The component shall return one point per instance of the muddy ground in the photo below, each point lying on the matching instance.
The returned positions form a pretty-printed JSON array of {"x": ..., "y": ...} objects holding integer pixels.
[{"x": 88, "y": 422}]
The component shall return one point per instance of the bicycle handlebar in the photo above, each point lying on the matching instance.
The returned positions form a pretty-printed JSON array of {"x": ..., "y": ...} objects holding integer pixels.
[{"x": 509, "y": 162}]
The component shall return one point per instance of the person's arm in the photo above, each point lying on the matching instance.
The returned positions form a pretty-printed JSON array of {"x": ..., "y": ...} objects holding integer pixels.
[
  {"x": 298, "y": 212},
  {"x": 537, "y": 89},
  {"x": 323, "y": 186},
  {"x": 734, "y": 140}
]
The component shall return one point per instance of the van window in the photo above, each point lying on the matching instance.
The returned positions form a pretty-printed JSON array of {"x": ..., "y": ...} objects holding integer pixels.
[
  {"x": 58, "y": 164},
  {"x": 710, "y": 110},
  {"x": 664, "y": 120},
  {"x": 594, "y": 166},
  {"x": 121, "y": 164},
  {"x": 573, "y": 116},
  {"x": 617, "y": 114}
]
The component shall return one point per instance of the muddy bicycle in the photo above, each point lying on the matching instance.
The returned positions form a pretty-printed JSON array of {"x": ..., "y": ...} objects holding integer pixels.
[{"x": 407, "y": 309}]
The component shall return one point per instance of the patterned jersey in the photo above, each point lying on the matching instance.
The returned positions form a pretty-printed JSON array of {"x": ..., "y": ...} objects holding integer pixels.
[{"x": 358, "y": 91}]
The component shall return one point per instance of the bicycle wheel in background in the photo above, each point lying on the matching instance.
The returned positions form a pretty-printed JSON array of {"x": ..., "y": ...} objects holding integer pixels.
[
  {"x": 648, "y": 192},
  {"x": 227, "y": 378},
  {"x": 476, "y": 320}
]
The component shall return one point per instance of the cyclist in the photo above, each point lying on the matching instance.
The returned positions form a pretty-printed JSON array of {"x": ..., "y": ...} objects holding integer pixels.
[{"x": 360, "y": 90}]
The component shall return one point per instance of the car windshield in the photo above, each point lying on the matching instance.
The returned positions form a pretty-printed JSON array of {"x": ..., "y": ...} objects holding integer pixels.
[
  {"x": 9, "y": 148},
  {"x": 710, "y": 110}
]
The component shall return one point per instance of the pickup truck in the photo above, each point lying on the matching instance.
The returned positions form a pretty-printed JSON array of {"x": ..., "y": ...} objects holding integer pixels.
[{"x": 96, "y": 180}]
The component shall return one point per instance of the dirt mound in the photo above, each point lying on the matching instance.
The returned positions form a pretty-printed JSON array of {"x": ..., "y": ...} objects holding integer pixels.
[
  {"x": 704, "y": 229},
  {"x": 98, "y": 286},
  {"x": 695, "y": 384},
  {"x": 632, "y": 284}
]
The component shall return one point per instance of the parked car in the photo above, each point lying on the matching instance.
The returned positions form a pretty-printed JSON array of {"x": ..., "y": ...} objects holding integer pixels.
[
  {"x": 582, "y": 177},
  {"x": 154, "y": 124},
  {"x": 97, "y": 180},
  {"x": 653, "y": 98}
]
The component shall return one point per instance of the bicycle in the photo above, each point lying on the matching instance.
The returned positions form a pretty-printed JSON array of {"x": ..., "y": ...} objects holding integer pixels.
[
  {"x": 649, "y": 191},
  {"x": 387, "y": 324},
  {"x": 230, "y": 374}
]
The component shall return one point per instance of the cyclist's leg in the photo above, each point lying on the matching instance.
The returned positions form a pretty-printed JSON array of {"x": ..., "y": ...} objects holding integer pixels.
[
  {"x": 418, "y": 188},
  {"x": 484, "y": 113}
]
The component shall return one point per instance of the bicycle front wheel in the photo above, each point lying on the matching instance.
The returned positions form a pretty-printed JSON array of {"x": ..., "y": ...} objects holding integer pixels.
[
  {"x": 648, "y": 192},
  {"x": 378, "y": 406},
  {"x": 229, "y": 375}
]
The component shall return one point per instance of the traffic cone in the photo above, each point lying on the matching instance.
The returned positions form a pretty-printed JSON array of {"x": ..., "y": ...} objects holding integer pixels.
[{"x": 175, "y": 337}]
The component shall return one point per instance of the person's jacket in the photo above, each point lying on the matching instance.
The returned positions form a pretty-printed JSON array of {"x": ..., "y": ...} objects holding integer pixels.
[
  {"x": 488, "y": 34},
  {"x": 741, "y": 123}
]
☆ ☆ ☆ ☆ ☆ ☆ ☆
* [Directive] Revise all the records above by changing every "integer pixels" to "whole-number pixels". Leave everything else unchanged.

* [Completed task]
The component shall return one point per instance of the muddy ground in the photo below, each point lying on the matching instance.
The returned positions form a pretty-printed JSON array of {"x": ..., "y": ...} objects holding whole-number pixels.
[{"x": 88, "y": 422}]
The component shall return one point per instance of the bicycle handlebar in the photo above, each point lying on the matching instance.
The returned positions form a pretty-printed JSON array of {"x": ..., "y": ...} objects holding whole-number pixels.
[{"x": 509, "y": 162}]
The component shall return one point per instance of the person's arm in the photo above, each point lying on the matching instance.
The returned positions form a pretty-printed JSON array of {"x": ..., "y": ...} objects holding whole-number pixels.
[
  {"x": 298, "y": 212},
  {"x": 537, "y": 89},
  {"x": 323, "y": 186},
  {"x": 734, "y": 140}
]
The component shall return one point per instance of the van window in the photo above, each point lying on the matching instance.
The returned positions form a pretty-printed JSON array of {"x": ..., "y": ...} objects holding whole-number pixels.
[
  {"x": 58, "y": 164},
  {"x": 710, "y": 110},
  {"x": 664, "y": 120},
  {"x": 594, "y": 166},
  {"x": 121, "y": 164},
  {"x": 573, "y": 116},
  {"x": 617, "y": 114}
]
The component shall return one point per instance of the muddy bicycle in the photo above, each point lying on the matching instance.
The returned positions form a pretty-printed JSON array of {"x": ..., "y": ...} objects holding whole-number pixels.
[{"x": 407, "y": 309}]
The component shall return one point per instance of the patterned jersey in the photo above, each point lying on the matching instance.
The returned positions form a pretty-printed JSON array of {"x": ..., "y": ...} objects holding whole-number pixels.
[{"x": 358, "y": 91}]
The component shall return one point per instance of the bicycle wheel in background in the photo above, each point lying on the matching instance.
The returned positions form a pretty-printed JSON array of {"x": ..., "y": ...} objects holding whole-number pixels.
[
  {"x": 648, "y": 192},
  {"x": 227, "y": 378},
  {"x": 476, "y": 320}
]
The component shall return one point per instance of the cyclist in the photo above, each point lying on the matching instance.
The returned positions form a pretty-printed JSON array of {"x": ..., "y": ...} objects holding whole-number pixels.
[{"x": 360, "y": 90}]
The component shall return one point per instance of the car windshield in the photo above, each point lying on the matching instance.
The returned positions form a pretty-printed JSON array of {"x": ..., "y": ...} objects holding whole-number pixels.
[
  {"x": 9, "y": 148},
  {"x": 710, "y": 110}
]
The component shall return one point per instance of the pickup truck in the photo above, each point lying on the matching instance.
The returned positions form a pretty-printed JSON array of {"x": ..., "y": ...} objects holding whole-number pixels.
[{"x": 96, "y": 180}]
The component shall return one point per instance of the dirt mound in the photo above, each point lying on the matching instance.
The returned positions form a pretty-printed JSON array of {"x": ..., "y": ...} objects holding whole-number pixels.
[
  {"x": 704, "y": 229},
  {"x": 98, "y": 286},
  {"x": 695, "y": 384},
  {"x": 632, "y": 284}
]
The component shall return one point per instance of the parked car in the photo above, each point lying on the matching instance.
The returned positions form a pretty-printed JSON array of {"x": ..., "y": ...} objects holding whole-number pixels.
[
  {"x": 582, "y": 177},
  {"x": 154, "y": 124},
  {"x": 97, "y": 180},
  {"x": 653, "y": 98}
]
The component shall return one point per instance of the bicycle in the photo above, each point lying on the matching instance.
The returned positions form a pretty-printed JSON array of {"x": ..., "y": ...} objects holding whole-number pixels.
[
  {"x": 649, "y": 191},
  {"x": 387, "y": 324},
  {"x": 230, "y": 374}
]
The component shall return one point per instance of the cyclist's leg in the photo above, each point lying on the matching instance.
The returned positions form a pretty-printed JSON array of {"x": ..., "y": ...} objects holding whole-number pixels.
[
  {"x": 418, "y": 188},
  {"x": 484, "y": 113}
]
The component shall return one point per instance of the bicycle front wheel in the photo above, each point lying on the matching instance.
The returned positions form a pretty-printed JSON array of {"x": ..., "y": ...} objects holding whole-number pixels.
[
  {"x": 648, "y": 192},
  {"x": 378, "y": 406},
  {"x": 229, "y": 375}
]
The component shall return one point per instance of the traffic cone in the photo above, each point lying on the matching instance.
The returned positions form a pretty-printed JSON array of {"x": ..., "y": ...} objects holding whole-number pixels.
[{"x": 175, "y": 337}]
The component shall return one point per instance of the person's jacket in the photo above, each point lying on the matching instance.
The returned positions form a pretty-printed JSON array of {"x": ..., "y": ...} objects holding whole-number pixels.
[
  {"x": 488, "y": 34},
  {"x": 741, "y": 123}
]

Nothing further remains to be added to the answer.